-- Set problem --
In the text about the poet Joy Goswami, which award did his poetry collection Pagali Tomar Sange win in 2000?

-- Reading text --
Indian-Bengali poet (born 1954)

Joy Goswami (/en/ goh-SHWAH-mee; born 10 November 1954) is an Indian poet, novelist, and short story writer. Goswami writes in Bengali and is widely considered as one of the most important poets in the post-Jibanananda Das era of Bengali poetry. His work addresses ordinary lives, marriage struggles, relationships with women, and the act of writing. He is lauded for his linguistically inventive poetry, its semi-abstract imagery, and strong lyrical appeal.

Goswami’s work is acclaimed in Bengal and India but remains obscure abroad, despite some translations by the 1981 Nobel laureate Roald Hoffmann. His poetry collections, short stories and novels have won several awards, including two Ananda Puraskar, the 1997 Paschimbanga Bangla Akademi Award for Bajra Bidyut Bharti Khata, the 2000 Sahitya Akademi Award for his poetry collection Pagali Tomar Sange (Crazy girl, with you), the 2012 Banga Bibhushan, the 2017 Moortidevi Award for Du Dondo Phowara Matro

In 1976, he joined Desh as a staff writer and later served as the magazine's poetry editor until leaving for Sangbad Pratidin in 2007. In addition to his literary works, his interests include aphorisms on art, theatre, Indian classical music, letters, and cricket.

-- Provided records --
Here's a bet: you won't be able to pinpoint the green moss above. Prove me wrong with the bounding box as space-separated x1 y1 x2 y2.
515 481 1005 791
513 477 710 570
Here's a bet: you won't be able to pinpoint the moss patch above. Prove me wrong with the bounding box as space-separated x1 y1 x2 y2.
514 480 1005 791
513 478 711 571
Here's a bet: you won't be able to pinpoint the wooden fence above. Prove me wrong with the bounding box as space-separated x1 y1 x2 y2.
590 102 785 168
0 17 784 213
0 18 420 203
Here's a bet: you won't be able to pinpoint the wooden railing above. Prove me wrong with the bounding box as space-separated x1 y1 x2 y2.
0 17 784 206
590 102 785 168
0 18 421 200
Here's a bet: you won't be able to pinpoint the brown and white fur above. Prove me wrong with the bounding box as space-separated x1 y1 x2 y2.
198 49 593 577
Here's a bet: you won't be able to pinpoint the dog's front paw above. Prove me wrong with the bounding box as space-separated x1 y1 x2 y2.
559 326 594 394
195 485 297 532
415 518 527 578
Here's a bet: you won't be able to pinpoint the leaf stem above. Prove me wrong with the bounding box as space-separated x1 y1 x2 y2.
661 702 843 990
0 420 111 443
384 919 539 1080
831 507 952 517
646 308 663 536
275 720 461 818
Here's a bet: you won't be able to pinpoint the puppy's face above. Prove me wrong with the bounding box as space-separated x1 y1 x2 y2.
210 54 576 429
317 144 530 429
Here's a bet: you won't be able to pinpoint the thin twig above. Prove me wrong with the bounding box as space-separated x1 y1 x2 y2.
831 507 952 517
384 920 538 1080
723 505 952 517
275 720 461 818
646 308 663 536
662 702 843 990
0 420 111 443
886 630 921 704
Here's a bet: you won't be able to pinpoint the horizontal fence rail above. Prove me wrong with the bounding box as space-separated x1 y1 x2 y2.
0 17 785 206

* * *

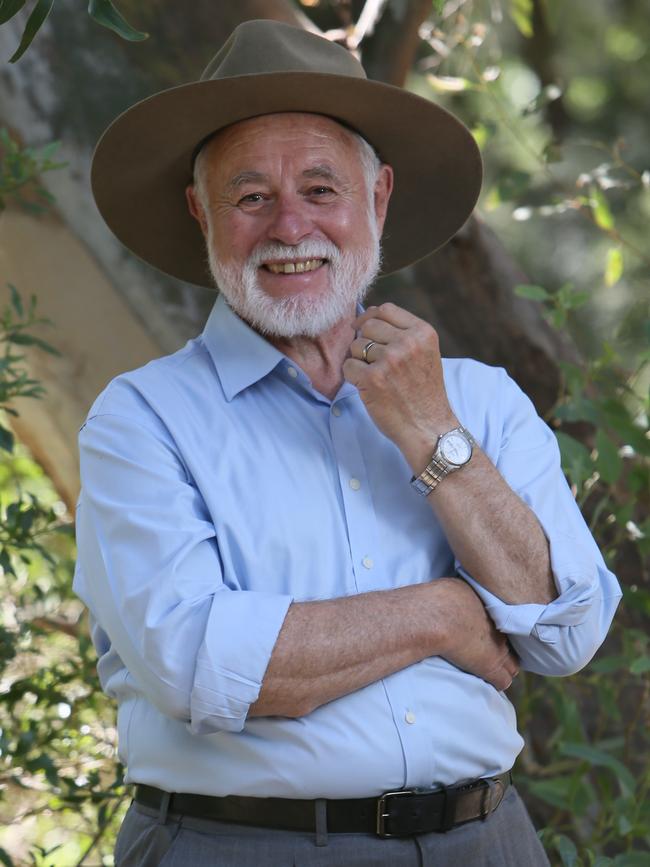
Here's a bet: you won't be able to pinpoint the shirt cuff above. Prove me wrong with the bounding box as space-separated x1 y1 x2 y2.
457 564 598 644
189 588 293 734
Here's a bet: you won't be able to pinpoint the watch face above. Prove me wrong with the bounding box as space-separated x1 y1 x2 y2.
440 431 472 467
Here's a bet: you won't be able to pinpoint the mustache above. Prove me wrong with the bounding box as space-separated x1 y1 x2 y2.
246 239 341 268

-- Answer to this task --
The Sahitya Akademi Award.